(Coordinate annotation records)
________
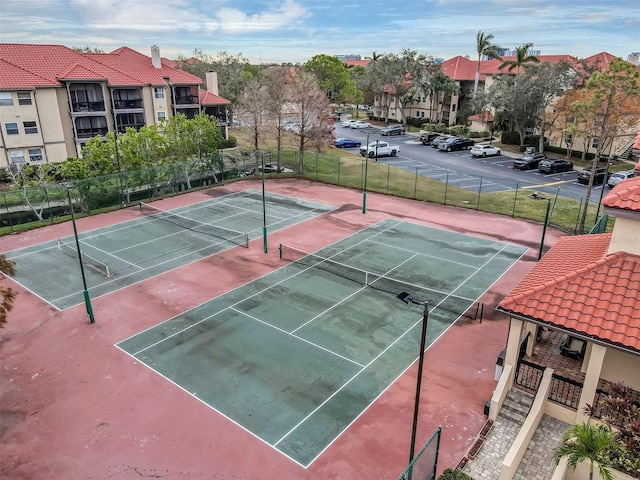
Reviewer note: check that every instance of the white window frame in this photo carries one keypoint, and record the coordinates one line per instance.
(6, 99)
(24, 98)
(16, 154)
(12, 131)
(30, 127)
(35, 155)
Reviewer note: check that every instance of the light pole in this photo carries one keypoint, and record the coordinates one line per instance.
(407, 298)
(264, 209)
(87, 299)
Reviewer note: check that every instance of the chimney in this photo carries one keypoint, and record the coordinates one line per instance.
(212, 82)
(155, 56)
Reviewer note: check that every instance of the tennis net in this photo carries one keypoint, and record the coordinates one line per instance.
(455, 304)
(232, 236)
(91, 262)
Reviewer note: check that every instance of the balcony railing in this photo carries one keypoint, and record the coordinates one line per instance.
(187, 100)
(88, 106)
(92, 132)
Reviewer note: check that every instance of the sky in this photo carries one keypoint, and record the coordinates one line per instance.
(277, 31)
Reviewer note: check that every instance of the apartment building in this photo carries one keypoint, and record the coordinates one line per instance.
(53, 99)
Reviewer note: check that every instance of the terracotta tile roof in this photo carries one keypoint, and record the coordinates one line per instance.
(357, 63)
(578, 287)
(624, 196)
(460, 68)
(15, 77)
(208, 98)
(140, 67)
(482, 117)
________
■ Requirements: Copy the data exactly. Any picture it contains is to be omitted.

■ Final result:
Reviewer note: check that every instance of the white window frame in this photo carries one keypoint, and record the coordinates one line per instance.
(6, 99)
(24, 98)
(16, 154)
(12, 131)
(30, 127)
(35, 155)
Reviewer note: check that every instance of the light pole in this photo carries one keypoint, and record the coordinates one line per instance.
(407, 298)
(264, 209)
(87, 299)
Reviewer note: check that every instance of the chimney in this photo carries one keypoint, and record the coordinates one line per instance.
(212, 82)
(155, 56)
Reviewer note: check that every instance of the tennis net in this photo carries one keypoint, and record the coordinates one line per instance.
(455, 304)
(232, 236)
(91, 262)
Reviewer note: check that every instance of the balcony railing in this photo carries one keypoint, and record the coordinates one line per instance.
(187, 100)
(88, 106)
(92, 132)
Reviewer note: check that every instance of the sky in this photo carries one keypoint, and record the coordinates one line per instance.
(277, 31)
Reviewer note: check that every instance of the apartment building in this photo carries one keypoint, and record the coordinates one line per instance.
(53, 99)
Reviewer note: check that every instance of the terracotta tile roof in this photo carries one keypoint, and record the coordinates one line per instance.
(357, 63)
(578, 287)
(624, 196)
(460, 68)
(15, 77)
(208, 98)
(140, 67)
(482, 117)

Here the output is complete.